• Yapılacak iş
Aşağıdaki, Türkiye'de demokrasinin ve hukukun askıya alındığını söyleyen konuşmayı kaldığı yerden sürdürün.

• Okuma parçası
Aslında Türkiye'nin huzuru hedef alınmaktadır. Türk milletinin iradesi ayaklar altına alınmaktadır. Günlerdir uyarıyorum. Milletimize, ülkemize bu kötülüğü yapmayın diyorum. Ülkemizi kaosa sürükleyecek adımları atmaktan uzak durun diyorum. Ancak görünen o ki iktidarın gözünü maalesef hırs bürümüş. Hiçbir demokratik ülkede yaşanmayacak, hiçbir demokrasinin kaldıramayacağı ne varsa hemen hepsini Recep Tayyip Erdoğan iktidarı ülkemize yaşatıyor. Türkiye Cumhuriyeti Devleti bir hukuk devletidir.
“Siyaset yapılamaz hale geldi”
Egemenlik de kayıtsız şartsız milletindir. 102 yıllık Cumhuriyet tarihimizde benzeri ancak darbe günlerinde yaşanmış gelişmelere tanıklık ediyoruz. Biz konuşan Türkiye dedikçe iktidar ağzını açan herkesi gözaltına alıyor, tutukluyor, demir parmaklıkların ardına gönderiyor. Artık anlaşılıyor ki konuşulacak çok fazla şey kalmamıştır. Türkiye'de demokrasi ve hukuk askıya alınmış, seçim ve siyaset yapılamaz hale gelmiştir. Siyasi rakiplerin tasfiyesi için her türlü güç kullanımı meşrulaştırılmıştır. Büyük Türk Milleti, aylardır devam eden ve bugün şafak vakti artık tahammül sınırlarını aşan zorbalığın hedefi aslında senin şaşmaz iradendir.
"Sabahın ilk ışıklarıyla gözaltına almak zulümdür"

• Veri özeti
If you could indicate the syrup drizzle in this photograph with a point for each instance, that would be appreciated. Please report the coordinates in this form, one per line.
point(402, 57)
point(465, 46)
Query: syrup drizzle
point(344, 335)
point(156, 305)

• Alıştırmanın sonucu
Dün ve kararın asıl sahibi aziz milletimiz iken onun seçtiği insanlara reva görülen bu hukuksuzluk, bu zulüm artık tarihimizin en kara lekelerinden biridir. Cumhurbaşkanlığı seçiminde kendisine rakip olma iddiasını ortaya koyan bir siyasetçiye zincirleme davalar açmak, diplomasını iptal etmek ve sabahın ilk ışıklarıyla evine polis gönderip gözaltına almak zulümdür, zorbalıktır ve ancak diktatörlüklerde yaşanabilecek bir saçmalıktır. Türkiye'de bugün itibariyle seçme ve seçilme hakkı, hürriyet, demokrasi, hukuk ve anayasal haklar askıya alınmıştır. Tarih aynılarını yapan darbecileri nasıl yazdıysa bugün bu işe imza atanları da o şekilde yazacaktır.
“Tam anlamıyla sivil darbedir”
Şu bilinmelidir ki, gözü dönmüş bu iktidarın ve makam hırsına yenilmiş Recep Tayyip Erdoğan'ın İstiklal Marşı "Korkma!" diye başlayan bir milleti susturmaya asla ve kata gücü yetmeyecektir. Ve herkes emin olmalıdır ki Türkiye bir muz cumhuriyeti değildir. İktidar sahipleri medeni dünyanın bir parçası olan cennet vatanımızı bir cehenneme çevirmeye tevessül ediyor olabilirler. Ancak Türk Milleti buna izin ve yol vermeyecektir. Recep Tayyip Erdoğan iktidarının bugün yaptığı işin adı anayasal düzeni ortadan kaldırma teşebbüsüdür. Bu tam manasıyla bir sivil darbedir. Bu korkunç adım Recep Tayyip Erdoğan marifetiyle işlenen bir anayasal suçtur. Buradan Cumhuriyetin şerefli savcılarına suç duyurusunda bulunuyor, bu zorbalığı aziz milletime de şikayet ediyorum.
"Herkesin kaderi Erdoğan’a bağlıdır"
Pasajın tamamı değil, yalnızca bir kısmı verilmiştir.